*** Opening of Records for the exercise ***

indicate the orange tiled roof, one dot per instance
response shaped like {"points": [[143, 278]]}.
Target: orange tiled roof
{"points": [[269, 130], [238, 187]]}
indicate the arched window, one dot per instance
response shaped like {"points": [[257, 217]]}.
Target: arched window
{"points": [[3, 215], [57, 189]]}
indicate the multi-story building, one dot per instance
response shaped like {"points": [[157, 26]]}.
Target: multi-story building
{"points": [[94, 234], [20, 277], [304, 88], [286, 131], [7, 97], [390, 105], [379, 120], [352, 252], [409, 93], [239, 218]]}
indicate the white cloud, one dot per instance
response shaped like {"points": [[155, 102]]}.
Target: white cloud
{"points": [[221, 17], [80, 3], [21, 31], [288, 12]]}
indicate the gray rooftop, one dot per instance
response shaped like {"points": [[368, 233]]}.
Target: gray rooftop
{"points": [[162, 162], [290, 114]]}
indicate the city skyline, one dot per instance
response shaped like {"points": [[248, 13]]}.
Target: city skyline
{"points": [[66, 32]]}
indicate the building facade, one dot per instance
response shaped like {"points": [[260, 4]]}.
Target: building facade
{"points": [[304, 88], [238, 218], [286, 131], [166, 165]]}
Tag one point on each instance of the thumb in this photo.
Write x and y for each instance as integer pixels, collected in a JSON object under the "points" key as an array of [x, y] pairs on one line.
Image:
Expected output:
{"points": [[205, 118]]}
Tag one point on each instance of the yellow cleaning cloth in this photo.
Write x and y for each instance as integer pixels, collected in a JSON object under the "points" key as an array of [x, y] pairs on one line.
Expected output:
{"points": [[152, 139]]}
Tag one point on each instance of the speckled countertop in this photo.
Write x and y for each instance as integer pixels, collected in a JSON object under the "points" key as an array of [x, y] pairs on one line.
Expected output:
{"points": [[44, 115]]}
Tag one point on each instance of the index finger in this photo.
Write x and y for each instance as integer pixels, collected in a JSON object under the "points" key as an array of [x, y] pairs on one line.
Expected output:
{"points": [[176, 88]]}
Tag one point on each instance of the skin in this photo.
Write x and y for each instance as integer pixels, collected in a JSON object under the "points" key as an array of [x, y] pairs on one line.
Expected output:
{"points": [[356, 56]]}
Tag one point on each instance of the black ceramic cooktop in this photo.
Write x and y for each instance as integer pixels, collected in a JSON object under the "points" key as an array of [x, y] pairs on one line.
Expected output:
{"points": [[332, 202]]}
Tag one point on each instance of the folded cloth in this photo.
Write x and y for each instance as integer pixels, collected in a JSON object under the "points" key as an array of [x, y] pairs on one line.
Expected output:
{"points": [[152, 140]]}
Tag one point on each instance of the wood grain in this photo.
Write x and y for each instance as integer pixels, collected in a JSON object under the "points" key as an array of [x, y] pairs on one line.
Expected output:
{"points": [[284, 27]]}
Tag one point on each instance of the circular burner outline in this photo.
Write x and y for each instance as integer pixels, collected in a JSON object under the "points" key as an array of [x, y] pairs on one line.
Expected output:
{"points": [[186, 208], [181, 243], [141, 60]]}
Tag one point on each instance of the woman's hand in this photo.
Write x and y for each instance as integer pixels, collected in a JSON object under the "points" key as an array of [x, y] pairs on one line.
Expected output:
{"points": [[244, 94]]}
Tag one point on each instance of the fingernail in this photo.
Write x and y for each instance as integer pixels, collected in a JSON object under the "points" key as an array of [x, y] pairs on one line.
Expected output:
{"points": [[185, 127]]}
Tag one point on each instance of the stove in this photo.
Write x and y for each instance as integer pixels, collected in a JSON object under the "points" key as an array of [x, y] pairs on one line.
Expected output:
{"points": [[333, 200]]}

*** Close of Records for the exercise ***

__Exercise prompt__. Every line in the records that holds the word "indicate" should be copied into the answer.

__Reply to the task__.
indicate the orange tiled roof, one dot per instance
indicate the arched window, one dot per instance
indicate the multi-story building, one dot per instance
indicate the white cloud, one dot per instance
indicate the gray rooftop, one dot per instance
indicate the city skyline, one dot per instance
indicate the building facade, one dot per instance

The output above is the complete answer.